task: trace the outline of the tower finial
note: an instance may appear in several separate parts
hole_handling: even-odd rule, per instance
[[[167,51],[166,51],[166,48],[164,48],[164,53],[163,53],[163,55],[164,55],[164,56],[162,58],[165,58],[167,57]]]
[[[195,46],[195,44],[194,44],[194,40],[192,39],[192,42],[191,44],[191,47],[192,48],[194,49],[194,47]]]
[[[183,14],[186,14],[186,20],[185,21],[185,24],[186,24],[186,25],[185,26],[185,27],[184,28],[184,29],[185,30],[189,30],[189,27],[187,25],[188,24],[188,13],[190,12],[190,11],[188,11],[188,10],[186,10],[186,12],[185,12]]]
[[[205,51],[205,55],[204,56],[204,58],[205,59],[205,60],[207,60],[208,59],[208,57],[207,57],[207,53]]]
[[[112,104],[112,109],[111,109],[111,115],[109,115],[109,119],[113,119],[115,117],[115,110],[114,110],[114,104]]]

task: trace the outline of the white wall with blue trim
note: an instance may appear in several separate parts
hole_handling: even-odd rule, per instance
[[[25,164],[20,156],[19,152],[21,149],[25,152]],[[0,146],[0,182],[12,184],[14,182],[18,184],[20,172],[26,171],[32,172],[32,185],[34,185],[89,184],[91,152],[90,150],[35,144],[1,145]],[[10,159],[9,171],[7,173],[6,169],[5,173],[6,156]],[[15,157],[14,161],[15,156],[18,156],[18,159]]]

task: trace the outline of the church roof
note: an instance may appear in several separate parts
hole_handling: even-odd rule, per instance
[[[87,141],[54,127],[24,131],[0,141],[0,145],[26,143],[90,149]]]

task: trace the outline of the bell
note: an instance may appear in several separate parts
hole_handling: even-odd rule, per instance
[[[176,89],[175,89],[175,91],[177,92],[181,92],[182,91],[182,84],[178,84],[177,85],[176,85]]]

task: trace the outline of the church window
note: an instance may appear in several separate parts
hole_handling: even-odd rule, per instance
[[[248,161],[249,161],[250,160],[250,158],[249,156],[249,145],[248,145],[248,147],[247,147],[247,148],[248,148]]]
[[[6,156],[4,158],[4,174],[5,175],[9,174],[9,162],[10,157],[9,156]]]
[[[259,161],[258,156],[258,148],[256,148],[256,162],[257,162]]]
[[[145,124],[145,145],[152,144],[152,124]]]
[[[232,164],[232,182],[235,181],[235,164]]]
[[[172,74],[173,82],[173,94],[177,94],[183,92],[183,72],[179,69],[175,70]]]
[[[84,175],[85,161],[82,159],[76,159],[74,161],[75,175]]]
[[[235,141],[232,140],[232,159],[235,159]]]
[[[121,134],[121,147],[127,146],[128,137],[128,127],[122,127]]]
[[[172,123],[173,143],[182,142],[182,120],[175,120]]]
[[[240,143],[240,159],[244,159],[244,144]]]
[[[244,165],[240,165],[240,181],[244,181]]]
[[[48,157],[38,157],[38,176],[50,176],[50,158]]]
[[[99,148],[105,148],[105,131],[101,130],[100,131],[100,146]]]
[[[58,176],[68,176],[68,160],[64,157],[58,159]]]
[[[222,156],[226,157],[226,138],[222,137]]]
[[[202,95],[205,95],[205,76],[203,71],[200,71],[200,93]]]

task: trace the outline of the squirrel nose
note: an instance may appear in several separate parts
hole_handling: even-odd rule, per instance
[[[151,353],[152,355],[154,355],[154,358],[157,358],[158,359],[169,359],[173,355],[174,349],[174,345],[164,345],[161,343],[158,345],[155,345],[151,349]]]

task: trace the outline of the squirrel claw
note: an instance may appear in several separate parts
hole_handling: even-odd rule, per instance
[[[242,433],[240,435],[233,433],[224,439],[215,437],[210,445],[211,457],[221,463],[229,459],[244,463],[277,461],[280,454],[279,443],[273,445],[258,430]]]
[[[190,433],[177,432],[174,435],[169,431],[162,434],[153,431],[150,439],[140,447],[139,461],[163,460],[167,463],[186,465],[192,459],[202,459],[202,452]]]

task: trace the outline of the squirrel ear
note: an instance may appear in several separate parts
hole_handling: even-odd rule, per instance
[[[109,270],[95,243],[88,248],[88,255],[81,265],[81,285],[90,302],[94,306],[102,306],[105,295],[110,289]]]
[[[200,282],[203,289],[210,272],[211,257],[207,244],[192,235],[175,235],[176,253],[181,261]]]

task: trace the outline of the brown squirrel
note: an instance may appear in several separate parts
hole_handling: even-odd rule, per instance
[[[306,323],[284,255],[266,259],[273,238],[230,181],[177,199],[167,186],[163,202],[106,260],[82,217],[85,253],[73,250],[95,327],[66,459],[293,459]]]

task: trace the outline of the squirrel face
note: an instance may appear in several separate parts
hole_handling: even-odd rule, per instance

######

Present every line of the entries above as a numbered list, leaving out the blank lines.

1. task: trace the outline of the tower finial
2. note: an instance may appear in several separate parts
3. hole_handling: even-odd rule, per instance
4. [[[167,51],[166,51],[166,48],[164,48],[164,53],[163,53],[163,55],[164,55],[164,56],[162,58],[165,58],[167,57]]]
5. [[[195,46],[195,44],[194,44],[194,40],[192,39],[192,42],[191,44],[191,47],[192,48],[194,49],[194,47]]]
6. [[[183,14],[186,14],[186,20],[185,21],[185,24],[186,24],[186,25],[185,26],[185,27],[184,28],[184,29],[185,30],[189,30],[189,27],[187,25],[188,24],[188,13],[190,12],[190,11],[188,11],[188,10],[186,10],[186,12],[185,12]]]
7. [[[205,51],[205,55],[204,56],[204,58],[205,59],[205,60],[207,60],[208,59],[208,57],[207,57],[207,53]]]
8. [[[112,104],[112,109],[111,109],[111,115],[109,115],[109,119],[113,119],[115,117],[115,110],[114,110],[114,104]]]
9. task: trace the outline of the white wall with blue trim
10. note: an instance may appear in several separate parts
11. hole_handling: even-odd rule, per instance
12. [[[25,164],[20,156],[19,152],[21,149],[25,152]],[[0,146],[0,182],[12,184],[14,182],[18,184],[20,172],[26,171],[32,172],[32,185],[34,185],[89,184],[91,152],[90,150],[35,144],[1,145]],[[10,159],[9,171],[7,173],[6,169],[5,173],[6,156]],[[15,157],[14,161],[15,156],[18,156],[18,159]]]
13. task: trace the outline of the church roof
14. note: an instance may appear in several separate parts
15. hole_handling: even-odd rule, per instance
16. [[[87,141],[54,127],[24,131],[0,141],[0,145],[26,143],[90,149]]]
17. task: trace the outline of the bell
18. note: an instance may appear in several separate parts
19. hole_handling: even-odd rule, per instance
20. [[[176,89],[175,89],[175,91],[177,92],[181,92],[182,91],[182,84],[178,84],[177,85],[176,85]]]
21. task: trace the outline of the church window
22. note: an instance may appear in several separate parts
23. hole_handling: even-odd rule, per instance
24. [[[248,161],[249,161],[250,160],[250,158],[249,156],[249,145],[248,145],[248,147],[247,147],[247,148],[248,148]]]
25. [[[6,156],[4,158],[4,174],[5,175],[9,174],[9,162],[10,157],[9,156]]]
26. [[[259,161],[258,156],[258,148],[256,148],[256,162],[257,162]]]
27. [[[145,124],[145,145],[152,144],[152,124]]]
28. [[[232,164],[232,182],[235,181],[235,164]]]
29. [[[172,74],[173,82],[173,94],[177,94],[183,92],[183,72],[179,69],[175,70]]]
30. [[[84,175],[85,161],[82,159],[76,159],[74,161],[75,175]]]
31. [[[235,141],[232,140],[232,159],[235,159]]]
32. [[[121,134],[121,147],[127,146],[128,137],[128,127],[122,127]]]
33. [[[172,123],[173,143],[182,142],[182,120],[175,120]]]
34. [[[240,143],[240,159],[244,159],[244,144]]]
35. [[[244,165],[240,165],[240,181],[244,181]]]
36. [[[48,157],[38,157],[38,176],[50,176],[50,158]]]
37. [[[99,148],[105,148],[105,131],[101,130],[100,131],[100,146]]]
38. [[[58,176],[68,176],[68,160],[64,157],[58,159]]]
39. [[[222,156],[226,157],[226,138],[222,137]]]
40. [[[202,95],[205,95],[205,76],[203,71],[200,71],[200,93]]]
41. task: trace the outline of the squirrel nose
42. note: an instance may appear in several separate parts
43. hole_handling: even-odd rule, per instance
44. [[[151,353],[152,355],[154,355],[154,358],[157,358],[158,359],[169,359],[173,355],[174,349],[174,345],[164,345],[161,343],[158,345],[155,345],[151,349]]]
45. task: trace the outline of the squirrel claw
46. note: an instance may appear in several separate parts
47. hole_handling: even-odd rule, per instance
48. [[[242,433],[240,435],[233,433],[224,439],[215,437],[210,445],[211,457],[221,463],[229,459],[244,463],[277,461],[280,454],[279,443],[273,445],[258,430]]]
49. [[[190,433],[177,432],[174,435],[169,431],[162,434],[153,431],[150,439],[140,447],[139,461],[163,460],[167,463],[186,465],[192,459],[202,459],[202,452]]]
50. task: trace the outline of the squirrel ear
51. note: an instance may appear in several separate parts
52. hole_handling: even-odd rule, per instance
53. [[[109,270],[95,243],[88,248],[88,255],[81,265],[81,285],[90,302],[94,306],[102,306],[105,295],[110,289]]]
54. [[[200,282],[203,289],[210,272],[211,257],[207,244],[192,235],[175,235],[176,253],[181,261]]]
55. task: trace the outline of the brown squirrel
56. note: an instance may appear in several separate parts
57. hole_handling: even-odd rule, per instance
58. [[[306,323],[284,255],[266,259],[273,238],[230,181],[177,199],[167,186],[163,202],[106,260],[82,217],[85,253],[73,250],[95,327],[66,459],[293,459]]]
59. task: trace the outline of the squirrel face
60. note: an instance may appear in several separate parts
61. hole_handling: even-odd rule, per instance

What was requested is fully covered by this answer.